What this exercise asks:
a. Which categories does the book review score, and what score does each get?
b. Return the stretch of the book review from "A family of" through "in the middle.", copied word for word.

Wednesday, 28 November 2018

Book Review: This is how it always is - L. Frankel


“This is how it always is. You have to make these huge decision on behalf of your kid, this tiny human whose fate and future is entirely in your hands. Who trusts you to know what's good and right and then to be able to make that happen. You never have enough information. You don't get to see the future. And if you screw up - if with your incomplete contradictory information you make the wrong call - nothing less than your child's entire future and happiness is at stake. It's impossible. It's heartbreaking. It's maddening. But there's no alternative."

A family of seven, an ER doctor mother, a writer father and five sons. A busy, chaotic life, two loving parents and the littlest of the boy that one day starts wearing dresses and affirms he wants to be a girl when he grows up. 
A very powerful message, a very brave story of acceptance and about loving your dear ones for what they are, but also of finding who you really are when it is not so obvious and you are stuck in the middle.
A very difficult theme to write about, gender dysphoria in a very young child, in a very bigoted America, in a family that is doing a great job, but maybe in doing so is making things to easy to last.
I loved the first part of the book and all the characters, I was less fond of the second part as I found it too focused on the mother than on Poppy/Claude.
Overall, a novel of high impact for the subject more than for the writing style.

"How did you teach your small human that it’s what’s inside that counts when the truth was everyone was pretty preoccupied with what you put on over the outside too?” 


Overall rating:  8,5    Plot: 8,5   Writing style: 8   Cover:  8



Title: This is how it always is
Author: Laurie Frankel
Publisher: Headline Review
Pages: 480
Publication year: 2018

The Plot:
When Rosie and Penn and their four boys welcome the newest member of their family, no one is surprised it’s another baby boy. But at least their large, loving, chaotic family knows what to expect.
But Claude is not like his brothers. One day he puts on a dress and refuses to take it off. He wants to bring a purse to kindergarten. He wants hair long enough to sit on. When he grows up, Claude says, he wants to be a girl.
Rosie and Penn aren’t panicked at first. Kids go through phases, after all, and make-believe is fun. But soon the entire family is keeping Claude’s secret. Until one day it explodes. 


The Author:
Laurie Frankel is the New York Timesbestselling, award-winning author of three novels. Her writing has also appeared in The New York Times, The Guardian, Publisher’s Weekly, People Magazine, Lit Hub, The Sydney Morning Herald, and other publications. She is the recipient of the Washington State Book Award. Her novels have been translated into more than twenty-five languages, and all three have been optioned for film or TV. A former college professor, she now writes full-time. She was recently named one of the 50 Most Influential Women in Seattle where she lives with her family and makes good soup.

Entries provided:
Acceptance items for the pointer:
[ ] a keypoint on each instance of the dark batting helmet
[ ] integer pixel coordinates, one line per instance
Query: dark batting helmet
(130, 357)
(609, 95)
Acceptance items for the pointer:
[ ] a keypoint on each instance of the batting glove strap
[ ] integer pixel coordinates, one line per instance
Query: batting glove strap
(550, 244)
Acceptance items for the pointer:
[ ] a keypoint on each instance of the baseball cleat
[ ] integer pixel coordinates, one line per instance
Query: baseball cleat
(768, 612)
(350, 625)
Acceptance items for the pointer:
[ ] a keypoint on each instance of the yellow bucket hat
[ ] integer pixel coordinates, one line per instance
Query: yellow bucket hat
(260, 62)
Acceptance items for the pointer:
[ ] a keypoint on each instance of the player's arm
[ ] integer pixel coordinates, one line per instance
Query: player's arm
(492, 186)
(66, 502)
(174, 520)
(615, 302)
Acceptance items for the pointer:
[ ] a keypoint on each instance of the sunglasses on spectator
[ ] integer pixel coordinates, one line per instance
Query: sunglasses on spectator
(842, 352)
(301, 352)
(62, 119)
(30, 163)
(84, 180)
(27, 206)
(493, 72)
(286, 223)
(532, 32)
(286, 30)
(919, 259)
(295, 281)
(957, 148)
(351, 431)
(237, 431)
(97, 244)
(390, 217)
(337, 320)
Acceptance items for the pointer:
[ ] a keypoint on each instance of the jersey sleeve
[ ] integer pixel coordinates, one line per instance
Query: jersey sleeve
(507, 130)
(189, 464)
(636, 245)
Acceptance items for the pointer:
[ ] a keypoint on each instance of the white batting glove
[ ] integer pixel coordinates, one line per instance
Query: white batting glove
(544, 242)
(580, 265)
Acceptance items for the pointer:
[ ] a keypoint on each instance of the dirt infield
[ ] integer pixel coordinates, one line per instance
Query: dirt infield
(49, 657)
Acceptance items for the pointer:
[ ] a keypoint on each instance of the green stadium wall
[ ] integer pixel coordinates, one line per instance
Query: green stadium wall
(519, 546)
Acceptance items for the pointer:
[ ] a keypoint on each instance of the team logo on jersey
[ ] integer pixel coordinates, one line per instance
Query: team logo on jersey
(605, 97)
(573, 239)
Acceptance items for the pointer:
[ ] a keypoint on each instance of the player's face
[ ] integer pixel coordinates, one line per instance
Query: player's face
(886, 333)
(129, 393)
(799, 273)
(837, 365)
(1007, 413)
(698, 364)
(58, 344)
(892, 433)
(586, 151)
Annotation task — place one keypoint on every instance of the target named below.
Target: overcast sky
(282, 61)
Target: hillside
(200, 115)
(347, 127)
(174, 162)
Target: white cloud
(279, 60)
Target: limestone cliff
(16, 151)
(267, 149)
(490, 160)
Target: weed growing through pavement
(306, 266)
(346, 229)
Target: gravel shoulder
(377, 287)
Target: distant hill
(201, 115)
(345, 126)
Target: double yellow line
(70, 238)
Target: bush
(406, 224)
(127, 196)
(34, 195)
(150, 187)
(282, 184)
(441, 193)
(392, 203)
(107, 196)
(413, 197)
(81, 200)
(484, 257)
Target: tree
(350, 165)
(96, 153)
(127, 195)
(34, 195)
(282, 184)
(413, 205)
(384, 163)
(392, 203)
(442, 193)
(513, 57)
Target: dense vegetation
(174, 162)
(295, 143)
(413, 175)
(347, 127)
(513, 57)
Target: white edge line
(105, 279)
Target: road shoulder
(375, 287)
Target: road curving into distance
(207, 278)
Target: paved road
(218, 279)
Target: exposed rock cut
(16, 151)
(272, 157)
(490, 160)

Answers provided:
a.
Overall rating: 8,5
Plot: 8,5
Writing style: 8
Cover: 8

b.
A family of seven, an ER doctor mother, a writer father and five sons. A busy, chaotic life, two loving parents and the littlest of the boy that one day starts wearing dresses and affirms he wants to be a girl when he grows up. 
A very powerful message, a very brave story of acceptance and about loving your dear ones for what they are, but also of finding who you really are when it is not so obvious and you are stuck in the middle.